Start Data lines

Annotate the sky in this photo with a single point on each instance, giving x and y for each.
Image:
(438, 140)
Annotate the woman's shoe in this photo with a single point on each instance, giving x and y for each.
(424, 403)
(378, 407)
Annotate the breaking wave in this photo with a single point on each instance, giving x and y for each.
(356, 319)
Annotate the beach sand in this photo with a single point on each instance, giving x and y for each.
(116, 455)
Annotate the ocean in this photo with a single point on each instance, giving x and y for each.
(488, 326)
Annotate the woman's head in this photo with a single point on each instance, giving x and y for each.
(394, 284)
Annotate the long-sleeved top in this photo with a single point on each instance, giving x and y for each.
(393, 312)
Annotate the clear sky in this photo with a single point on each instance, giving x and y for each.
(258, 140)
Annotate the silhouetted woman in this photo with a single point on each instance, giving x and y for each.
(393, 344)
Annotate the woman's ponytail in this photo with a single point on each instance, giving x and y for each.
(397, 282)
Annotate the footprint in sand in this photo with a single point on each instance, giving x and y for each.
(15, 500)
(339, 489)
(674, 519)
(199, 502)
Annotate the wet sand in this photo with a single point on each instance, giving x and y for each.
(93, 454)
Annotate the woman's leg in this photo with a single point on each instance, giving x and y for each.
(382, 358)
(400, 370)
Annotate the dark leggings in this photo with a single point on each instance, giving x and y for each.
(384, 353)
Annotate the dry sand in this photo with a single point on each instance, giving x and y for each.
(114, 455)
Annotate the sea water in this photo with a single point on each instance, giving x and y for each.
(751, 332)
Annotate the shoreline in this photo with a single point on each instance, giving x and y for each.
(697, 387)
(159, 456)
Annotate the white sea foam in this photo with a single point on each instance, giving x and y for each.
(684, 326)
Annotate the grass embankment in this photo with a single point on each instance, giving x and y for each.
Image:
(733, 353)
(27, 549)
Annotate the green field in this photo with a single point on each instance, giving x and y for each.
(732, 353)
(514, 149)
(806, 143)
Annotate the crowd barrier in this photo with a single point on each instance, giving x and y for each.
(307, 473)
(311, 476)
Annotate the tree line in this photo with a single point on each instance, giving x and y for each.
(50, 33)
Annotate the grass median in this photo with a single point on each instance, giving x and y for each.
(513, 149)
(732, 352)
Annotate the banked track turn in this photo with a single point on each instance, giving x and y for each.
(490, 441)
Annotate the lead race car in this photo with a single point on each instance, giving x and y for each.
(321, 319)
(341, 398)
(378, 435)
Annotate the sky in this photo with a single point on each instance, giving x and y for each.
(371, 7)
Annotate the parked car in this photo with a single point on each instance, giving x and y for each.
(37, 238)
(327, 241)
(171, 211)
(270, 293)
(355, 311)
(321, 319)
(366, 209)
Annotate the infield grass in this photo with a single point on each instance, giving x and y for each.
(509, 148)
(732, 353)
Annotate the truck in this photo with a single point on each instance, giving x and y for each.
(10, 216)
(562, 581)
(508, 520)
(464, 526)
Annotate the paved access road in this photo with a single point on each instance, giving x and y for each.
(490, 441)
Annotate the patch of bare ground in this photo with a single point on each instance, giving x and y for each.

End Data lines

What the exercise asks: Reproduce all of the material above word for word, changing nothing.

The output:
Annotate the sky in this photo with a single point on each instance, giving x and y for each.
Image:
(438, 140)
Annotate the woman's shoe in this photo with a single point on each instance, giving x and y for each.
(424, 403)
(378, 407)
Annotate the breaking wave in this photo with a single point on each instance, giving x and y for each.
(356, 319)
Annotate the beach sand in this photo with a single point on each instance, giving x and y for each.
(116, 455)
Annotate the ocean in this photo with a single point on each instance, giving x and y for each.
(488, 326)
Annotate the woman's head in this photo with a single point on each instance, giving x and y for each.
(394, 284)
Annotate the long-sleeved top in this photo with a single point on each instance, giving x and y for each.
(393, 312)
Annotate the clear sky in this photo with a single point on each instance, giving x and y for each.
(258, 140)
Annotate the silhouetted woman in this photo with a single point on each instance, giving x and y for each.
(393, 344)
Annotate the woman's ponytail in this photo with a single point on each instance, giving x and y for each.
(397, 282)
Annotate the footprint in sand in this photo with a single point on each instance, giving x and y for each.
(15, 500)
(339, 489)
(674, 519)
(199, 502)
Annotate the wet sand in this photo with a single point on each instance, giving x and y for each.
(93, 454)
Annotate the woman's leg in this photo with a single point on each instance, giving x and y for each.
(382, 358)
(400, 370)
Annotate the dark leggings in this photo with a single point on each instance, giving x and y for each.
(384, 353)
Annotate the dry sand in this photo with a single point on each instance, giving x and y for each.
(114, 455)
Annotate the sea water in this photo with a single point on each instance, giving x and y for each.
(751, 332)
Annotate the shoreline in this photo with a single point on each instance, giving x and y for each.
(697, 387)
(159, 456)
Annotate the white sea foam in this photo with a single point on each instance, giving x and y for each.
(684, 326)
Annotate the grass embankment in this photo with a single point on each instance, giving x and y for each.
Image:
(733, 353)
(27, 549)
Annotate the green field in this photo with a single point on each instance, giving x and y for each.
(732, 353)
(514, 149)
(806, 143)
Annotate the crowd barrier in this photo with a single point on each instance, giving x and y for each.
(307, 473)
(311, 476)
Annotate the tree line in this photo with a single point on each instance, giving x and y for each.
(50, 33)
Annotate the grass median in this photo with a single point on each instance, giving x and y for each.
(513, 149)
(732, 352)
Annotate the banked track turn in this photo with a single point on each instance, giving x and y for each.
(490, 441)
Annotate the lead race car in this photo with a single point on each instance, giving x and y for each.
(321, 319)
(341, 398)
(378, 435)
Annotate the sky in this photo with a single point on each instance, giving x and y for each.
(371, 7)
Annotate the parked car in this photo with a single point on each instance, giving x and y for each.
(37, 238)
(327, 241)
(171, 211)
(270, 293)
(355, 311)
(321, 319)
(366, 209)
Annotate the infield grass in this photo with a single point on each instance, giving x and y for each.
(509, 148)
(732, 353)
Annotate the truck in this photo with a single point on each instance, giving x and y for each.
(10, 216)
(562, 581)
(508, 520)
(464, 526)
Annotate the paved access road in this photo with a single point on each instance, giving x and y for each.
(490, 441)
Annotate the patch of bare ground in this photo with a single point on each instance, giving x and y for each.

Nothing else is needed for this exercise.